Background: Nodal metastasis is the strongest risk factor of disease recurrence in patients with localized prostate cancer (PCa) treated with radical prostatectomy (RP).
Objective: To develop a model that allows quantification of the likelihood that a pathologically node-negative patient is indeed free of nodal metastasis.
Design, setting, and participants: Data from patients treated with RP and pelvic lymph node dissection (PLND; n=7135) for PCa between 2000 and 2011 were analyzed. For external validation, we used data from patients (n=4209) who underwent an anatomically defined extended PLND.
Intervention: RP and PLND.
Outcome measurements and statistical analysis: We developed a novel pathologic (postoperative) nodal staging score (pNSS) that represents the probability that a patient is correctly staged as node negative based on the number of examined nodes and the patient's characteristics.
Results and limitations: In the development and validation cohorts, the probability of missing a positive node decreases with an increasing number of nodes examined. Whereas in pT2 patients, a 90% pNSS was achieved with one single examined node in both the development and validation cohort, a similar level of nodal staging accuracy was achieved in pT3a patients by examining five and nine nodes, respectively. The pT3b/T4 patients achieved a pNSS of 80% and 70% when 17 and 20 nodes in the development and validation cohort were examined, respectively. This study is limited by its retrospective design and multicenter nature. The number of nodes removed was not directly correlated with the extent/template of PLND.

==========

| EXERCISE REQUIREMENTS |
Pick up the abstract on nodal staging after prostate cancer surgery and continue it from its last sentence.

| Text-to-region grounding material |
==========

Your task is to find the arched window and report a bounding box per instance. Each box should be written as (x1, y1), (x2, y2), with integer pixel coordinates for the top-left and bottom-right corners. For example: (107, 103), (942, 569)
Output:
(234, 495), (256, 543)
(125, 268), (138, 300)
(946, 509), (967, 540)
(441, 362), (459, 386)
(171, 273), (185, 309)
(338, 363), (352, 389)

==========

| TASK RESPONSE |
Conclusions: Every patient needs PLND for accurate nodal staging. However, a one-size-fits-all approach is too inaccurate. We developed a tool that indicates a node-negative patient is indeed free of lymph node metastasis by evaluating the number of examined nodes, pT stage, RP Gleason score, surgical margins, and prostate-specific antigen. This tool may help in postoperative decision making.
Keywords: Extended lymph node dissection; Lymph node metastasis; Nodal yield; Pelvic lymph node dissection; Prostate cancer.